Copy every line of the data below verbatim, in the same order.

begin

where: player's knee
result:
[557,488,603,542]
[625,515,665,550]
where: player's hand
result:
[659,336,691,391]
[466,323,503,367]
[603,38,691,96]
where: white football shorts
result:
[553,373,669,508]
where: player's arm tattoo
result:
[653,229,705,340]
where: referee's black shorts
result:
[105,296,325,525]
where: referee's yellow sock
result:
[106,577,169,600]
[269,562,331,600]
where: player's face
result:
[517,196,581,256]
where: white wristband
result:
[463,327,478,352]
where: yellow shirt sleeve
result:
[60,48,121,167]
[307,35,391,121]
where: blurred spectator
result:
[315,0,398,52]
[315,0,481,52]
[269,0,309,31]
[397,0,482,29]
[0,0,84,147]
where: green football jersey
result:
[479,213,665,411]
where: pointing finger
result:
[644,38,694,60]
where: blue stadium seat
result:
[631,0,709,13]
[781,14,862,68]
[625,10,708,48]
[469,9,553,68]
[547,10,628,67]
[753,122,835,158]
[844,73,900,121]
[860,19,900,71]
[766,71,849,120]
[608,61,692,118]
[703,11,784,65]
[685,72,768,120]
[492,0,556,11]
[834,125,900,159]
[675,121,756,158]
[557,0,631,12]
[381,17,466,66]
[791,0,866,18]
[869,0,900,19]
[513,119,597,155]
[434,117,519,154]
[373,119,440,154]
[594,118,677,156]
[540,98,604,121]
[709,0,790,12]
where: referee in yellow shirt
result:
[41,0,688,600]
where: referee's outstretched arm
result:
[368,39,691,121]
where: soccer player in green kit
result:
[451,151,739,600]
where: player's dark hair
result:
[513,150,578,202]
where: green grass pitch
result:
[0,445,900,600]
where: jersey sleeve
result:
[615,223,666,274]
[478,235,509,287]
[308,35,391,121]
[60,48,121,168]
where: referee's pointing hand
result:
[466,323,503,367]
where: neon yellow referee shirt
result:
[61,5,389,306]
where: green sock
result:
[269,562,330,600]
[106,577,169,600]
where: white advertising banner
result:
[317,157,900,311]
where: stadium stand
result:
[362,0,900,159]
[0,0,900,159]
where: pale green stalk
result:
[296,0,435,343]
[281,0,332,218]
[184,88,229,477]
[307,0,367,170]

end

### [ANSWER TO THIS TASK]
where: player's knee
result:
[557,488,603,542]
[625,515,665,550]
where: player's hand
result:
[659,336,691,391]
[466,323,503,367]
[603,38,691,96]
where: white football shorts
result:
[553,373,669,508]
where: player's arm tattoo
result:
[653,229,705,340]
where: referee's black shorts
result:
[105,296,325,525]
where: referee's yellow sock
result:
[106,577,169,600]
[269,562,331,600]
where: player's face
result:
[517,196,581,256]
where: white wristband
result:
[463,327,478,352]
where: yellow shirt sleeve
result:
[60,48,121,167]
[307,35,391,121]
where: blurred spectator
result:
[315,0,398,52]
[315,0,481,52]
[269,0,309,31]
[397,0,482,29]
[0,0,84,147]
where: green football jersey
result:
[479,213,665,411]
where: pointing finger
result:
[644,38,694,60]
where: blue stadium seat
result:
[631,0,709,13]
[781,14,862,68]
[625,10,708,48]
[469,9,553,68]
[547,10,628,67]
[753,122,835,158]
[844,73,900,121]
[860,19,900,71]
[766,71,849,120]
[608,61,692,118]
[703,11,784,65]
[685,72,768,120]
[492,0,556,11]
[834,125,900,159]
[675,121,756,158]
[557,0,631,12]
[381,17,466,66]
[791,0,866,18]
[869,0,900,19]
[513,119,597,155]
[434,117,519,154]
[373,119,440,154]
[594,118,677,156]
[540,98,604,121]
[709,0,790,12]
where: referee in yellow shirt
result:
[41,0,688,600]
where: referee's outstretched arm
result:
[368,39,691,121]
where: soccer player in green kit
result:
[451,151,739,600]
where: player's dark hair
result:
[513,150,578,202]
where: green grass pitch
result:
[0,445,900,600]
where: jersey sleeve
result:
[615,223,666,274]
[478,235,509,287]
[308,35,391,121]
[60,48,121,168]
where: referee's pointing hand
result:
[466,323,503,367]
where: neon yellow referee shirt
result:
[61,5,389,306]
where: green sock
result:
[269,562,330,600]
[106,577,169,600]
where: white advertising banner
result:
[317,157,900,311]
where: stadium stand
result:
[362,0,900,159]
[0,0,900,159]
where: pale green stalk
result:
[296,0,435,343]
[281,0,332,218]
[184,88,229,477]
[307,0,367,170]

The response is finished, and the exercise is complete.